**Problem:** Please turn the records below into a two-column CSV with the headers text and answer, one row per record, starting at the line containing "Where can you see the shrub" and ending at the end of the records. Put each record's text and its answer each in a single quoted field, with line breaks replaced by spaces.

**Records:**

· · · · ·

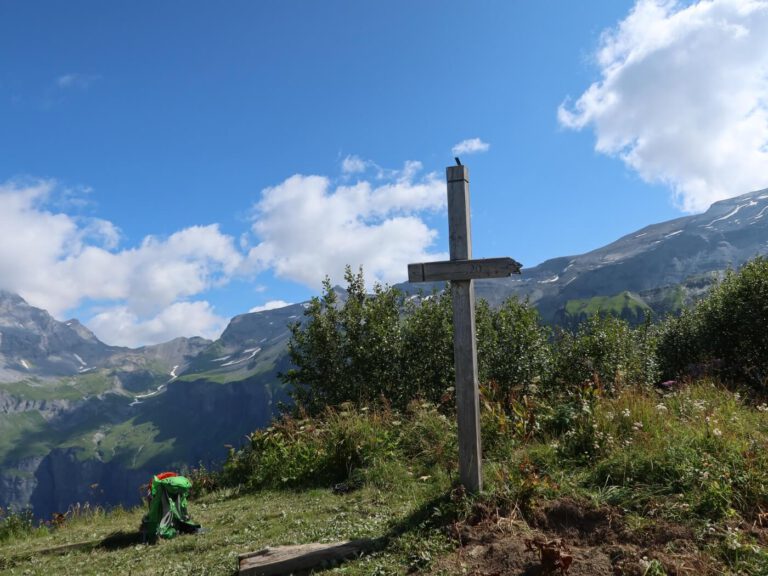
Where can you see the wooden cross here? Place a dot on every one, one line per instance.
(461, 270)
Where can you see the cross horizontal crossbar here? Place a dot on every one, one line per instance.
(463, 269)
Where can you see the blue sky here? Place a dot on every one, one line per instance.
(167, 165)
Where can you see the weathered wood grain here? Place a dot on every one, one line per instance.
(463, 269)
(300, 558)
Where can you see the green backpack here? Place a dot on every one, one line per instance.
(168, 513)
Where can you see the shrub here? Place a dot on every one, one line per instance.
(16, 524)
(607, 352)
(514, 349)
(726, 332)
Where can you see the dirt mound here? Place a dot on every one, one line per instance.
(572, 537)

· · · · ·

**Correct output:**
text,answer
"Where can you see the shrub here? Place a dot on every one, one line per instance.","(16, 524) (607, 352) (514, 349) (726, 332)"
"Where can you see the dirt mound here? Place a dot on every one, one line per instance.","(572, 537)"